Page excerpt ▸
===============
HappyFunCorp will teach the introductory course twice, and then offer other, more narrowly-focused technology courses: one on design, another on product development. Eventually, there will be paths that students can track through, much like a major: programming, entrepreneurship, etc. But each class will have elements from other courses. It’s a modular approach that seeks to demystify the technology sector by breaking it down into component parts, and then exposing students to all of it. “The curriculum is being modeled on what we do as a company, and it spans financing to product design to marketing,” Schenk says. “But all students, no matter their focus, will have an understanding of how the technology works.”
Schenk described the typical student at the HFC Technology Academy: someone who knows the vernacular of the Internet, and has some basic awareness of the technology governing her life (who knows, for example, that there’s a gyroscope in the iPhone, even if she’s not sure what it does). “We’re trying to pull back the curtain to see how things work,” Schenk says. “The higher level thing is people should walk out understanding how a web application is built, by having gone through and built a number of small ones, touching all of the major pieces that you’d need to do that. So you could build something that has the same functionality as Twitter, and you would understand the pieces involved. For people who’d focus more on the entrepreneurial side, they’d know how to hire somebody and be able to communicate with them and express what they’re trying to do. If you go down a programming path, then you’d have all of the foundational knowledge.”
Not that students will graduate with everything they’ll ever need to start the next Facebook. “There’s a pool of knowledge that you’re always going to have to keep dipping your feet into,” says Aaron Brocken, the Program Director for the Academy. “If we can help the students learn how to navigate that in the most effective and efficient way, that’s just as valuable as the hard skills they’ll learn. It’s like the difference between knowing how to conjugate in a language versus being conversant in it—we want to teach people to be conversant.”
===============
Provided material ▸
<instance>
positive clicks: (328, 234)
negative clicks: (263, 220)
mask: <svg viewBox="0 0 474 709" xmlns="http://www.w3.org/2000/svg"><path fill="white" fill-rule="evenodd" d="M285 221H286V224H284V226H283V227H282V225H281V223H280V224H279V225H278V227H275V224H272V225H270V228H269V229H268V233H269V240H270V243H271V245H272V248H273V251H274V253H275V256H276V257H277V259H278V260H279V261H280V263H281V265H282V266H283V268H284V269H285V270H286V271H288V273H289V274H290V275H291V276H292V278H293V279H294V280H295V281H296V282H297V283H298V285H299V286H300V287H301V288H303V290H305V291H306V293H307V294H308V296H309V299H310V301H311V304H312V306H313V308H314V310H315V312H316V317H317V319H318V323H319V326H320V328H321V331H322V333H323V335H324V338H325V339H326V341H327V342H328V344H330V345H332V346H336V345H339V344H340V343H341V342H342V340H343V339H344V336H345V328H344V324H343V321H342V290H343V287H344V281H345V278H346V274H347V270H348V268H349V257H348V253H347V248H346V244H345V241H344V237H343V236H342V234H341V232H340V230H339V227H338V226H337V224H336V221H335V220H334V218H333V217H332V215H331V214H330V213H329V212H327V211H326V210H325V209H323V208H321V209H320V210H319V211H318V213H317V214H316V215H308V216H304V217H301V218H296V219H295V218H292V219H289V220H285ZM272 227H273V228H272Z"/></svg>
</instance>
===============
Activity ▸
Extend the page excerpt about the HFC Technology Academy past its last sentence. The rows have nothing to do with this.

Your response ▸
There’s something in it for HappyFunCorp, too. “In a perfect world, selfishly, we’re starting this program because we want to hire the best students,” Schippers says. “That will be a big measure for us—is this curriculum tailored enough and specific enough to be able to take a graduate from this course and give them an opportunity at a growing services engineering firm?”
The tech sector is famously meritocratic, or at least that’s what it tells itself—having an idea is one thing, securing angel investment another. But few would argue that the industry isn’t dynamic and open to change and improvement, especially from the outside. “Technology is everywhere,” Brocken says. “These skills are in-demand, and people do need jobs, and if they feel they’re not barred from learning those skills because of their background—that’s what the Academy is all about. It’s not about waiting until you’re a master to start building something—you have to become competent and fluent in what you’ve learned in a way that you can implement it. Then, you can keep learning.”